=== WHAT TO DO ===
Look through the data below for the line with "tag the breakwater" and the line with "drop one pin per instance, shaped like <point>597,105</point>.", then output those two and all lines in between, exactly as written.
=== PROVIDED INFORMATION ===
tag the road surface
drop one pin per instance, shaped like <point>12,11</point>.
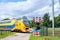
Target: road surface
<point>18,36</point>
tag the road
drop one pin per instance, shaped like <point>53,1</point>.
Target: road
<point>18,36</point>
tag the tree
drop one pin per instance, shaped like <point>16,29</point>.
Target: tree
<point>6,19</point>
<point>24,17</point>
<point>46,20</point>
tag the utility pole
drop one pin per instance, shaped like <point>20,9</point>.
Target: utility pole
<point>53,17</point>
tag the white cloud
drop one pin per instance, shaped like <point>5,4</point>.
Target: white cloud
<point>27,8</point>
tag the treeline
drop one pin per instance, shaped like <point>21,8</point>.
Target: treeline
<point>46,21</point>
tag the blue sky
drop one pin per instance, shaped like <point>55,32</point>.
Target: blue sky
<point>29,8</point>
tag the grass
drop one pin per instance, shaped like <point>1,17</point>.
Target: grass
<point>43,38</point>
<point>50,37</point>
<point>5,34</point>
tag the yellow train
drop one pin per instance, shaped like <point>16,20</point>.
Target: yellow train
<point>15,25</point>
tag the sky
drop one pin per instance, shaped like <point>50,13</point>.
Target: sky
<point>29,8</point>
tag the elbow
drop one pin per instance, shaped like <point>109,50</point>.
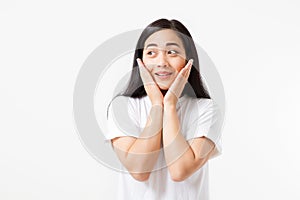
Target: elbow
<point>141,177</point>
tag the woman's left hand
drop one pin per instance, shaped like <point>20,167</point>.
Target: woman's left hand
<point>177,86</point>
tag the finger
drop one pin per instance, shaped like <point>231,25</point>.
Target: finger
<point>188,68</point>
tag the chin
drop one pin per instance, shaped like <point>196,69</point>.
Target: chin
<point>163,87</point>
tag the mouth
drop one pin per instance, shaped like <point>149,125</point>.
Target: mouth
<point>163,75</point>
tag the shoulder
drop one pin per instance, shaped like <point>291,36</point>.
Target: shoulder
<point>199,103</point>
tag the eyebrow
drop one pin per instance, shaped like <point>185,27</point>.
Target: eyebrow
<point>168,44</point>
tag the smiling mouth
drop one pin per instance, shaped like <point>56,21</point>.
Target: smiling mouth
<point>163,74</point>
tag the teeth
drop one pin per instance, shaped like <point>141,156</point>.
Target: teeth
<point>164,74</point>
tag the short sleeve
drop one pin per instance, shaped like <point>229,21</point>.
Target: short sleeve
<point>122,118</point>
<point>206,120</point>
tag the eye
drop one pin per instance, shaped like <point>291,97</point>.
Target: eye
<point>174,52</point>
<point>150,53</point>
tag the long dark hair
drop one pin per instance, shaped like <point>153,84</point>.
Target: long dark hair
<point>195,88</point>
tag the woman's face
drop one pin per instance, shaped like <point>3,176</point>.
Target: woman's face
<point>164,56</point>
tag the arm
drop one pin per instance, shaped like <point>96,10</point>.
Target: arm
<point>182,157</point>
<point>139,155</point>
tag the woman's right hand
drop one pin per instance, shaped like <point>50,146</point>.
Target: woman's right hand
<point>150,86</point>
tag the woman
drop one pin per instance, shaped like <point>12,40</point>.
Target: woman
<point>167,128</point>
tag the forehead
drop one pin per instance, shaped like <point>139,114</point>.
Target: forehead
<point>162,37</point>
===
=== PROVIDED INFORMATION ===
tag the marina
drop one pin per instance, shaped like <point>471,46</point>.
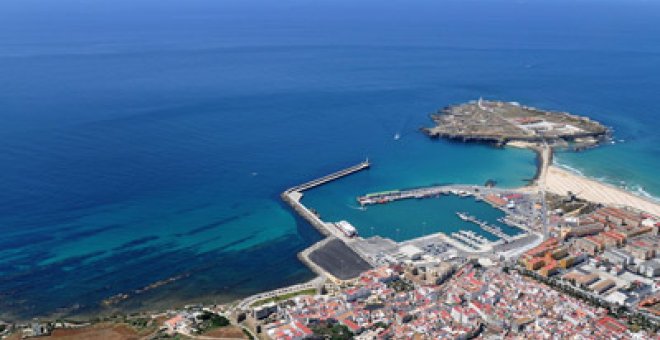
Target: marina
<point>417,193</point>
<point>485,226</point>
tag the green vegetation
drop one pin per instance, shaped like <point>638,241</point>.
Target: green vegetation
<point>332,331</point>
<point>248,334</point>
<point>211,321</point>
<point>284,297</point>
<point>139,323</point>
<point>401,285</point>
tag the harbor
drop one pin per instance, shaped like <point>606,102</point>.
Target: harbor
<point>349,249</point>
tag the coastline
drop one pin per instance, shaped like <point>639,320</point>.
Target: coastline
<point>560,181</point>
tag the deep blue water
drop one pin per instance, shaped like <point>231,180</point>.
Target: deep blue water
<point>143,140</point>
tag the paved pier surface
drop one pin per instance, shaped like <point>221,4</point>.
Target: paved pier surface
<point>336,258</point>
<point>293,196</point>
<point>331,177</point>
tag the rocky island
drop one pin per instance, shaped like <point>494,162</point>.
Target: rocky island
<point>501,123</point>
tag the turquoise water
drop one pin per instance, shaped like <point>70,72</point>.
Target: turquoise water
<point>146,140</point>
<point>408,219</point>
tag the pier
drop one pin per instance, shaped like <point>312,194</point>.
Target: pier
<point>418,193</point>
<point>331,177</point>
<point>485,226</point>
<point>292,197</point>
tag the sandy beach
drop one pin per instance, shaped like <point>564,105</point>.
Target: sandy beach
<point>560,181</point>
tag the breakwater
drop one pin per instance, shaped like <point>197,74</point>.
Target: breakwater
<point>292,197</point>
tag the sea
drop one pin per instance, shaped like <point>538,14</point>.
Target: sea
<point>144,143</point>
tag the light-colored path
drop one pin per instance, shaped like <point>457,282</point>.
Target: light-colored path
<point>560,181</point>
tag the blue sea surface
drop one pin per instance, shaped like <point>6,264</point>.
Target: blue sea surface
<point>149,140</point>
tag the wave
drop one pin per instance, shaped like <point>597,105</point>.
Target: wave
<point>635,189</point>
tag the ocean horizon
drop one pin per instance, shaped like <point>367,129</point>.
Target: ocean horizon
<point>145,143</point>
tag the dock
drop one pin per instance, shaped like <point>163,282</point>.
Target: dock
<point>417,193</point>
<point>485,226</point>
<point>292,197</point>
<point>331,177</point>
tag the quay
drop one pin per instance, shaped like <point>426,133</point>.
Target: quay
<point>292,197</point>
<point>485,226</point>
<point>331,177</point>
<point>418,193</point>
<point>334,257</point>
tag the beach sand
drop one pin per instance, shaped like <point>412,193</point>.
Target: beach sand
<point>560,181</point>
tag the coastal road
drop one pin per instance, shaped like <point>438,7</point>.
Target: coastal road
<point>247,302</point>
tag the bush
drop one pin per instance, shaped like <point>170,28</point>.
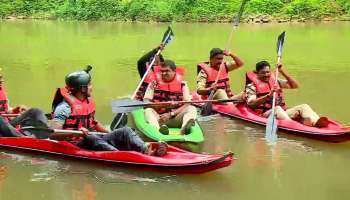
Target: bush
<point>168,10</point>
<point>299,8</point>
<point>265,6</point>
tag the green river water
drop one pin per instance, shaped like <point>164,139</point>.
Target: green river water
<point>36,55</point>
===
=== EXERCISE RESULT ===
tag the breakwater
drop one pin per instance, shaped like <point>197,74</point>.
Target: breakwater
<point>292,197</point>
tag the sea
drop one pin per instance, shaped like <point>538,14</point>.
Target: sea
<point>144,143</point>
tag the light-colored path
drop one pin per instance, shaped like <point>457,282</point>.
Target: light-colored path
<point>560,181</point>
tag the blue sea surface
drop one pin per instance, shaped like <point>6,264</point>.
Target: blue sea surface
<point>149,140</point>
tag the wave
drop one pin per instance, shaped like <point>597,105</point>.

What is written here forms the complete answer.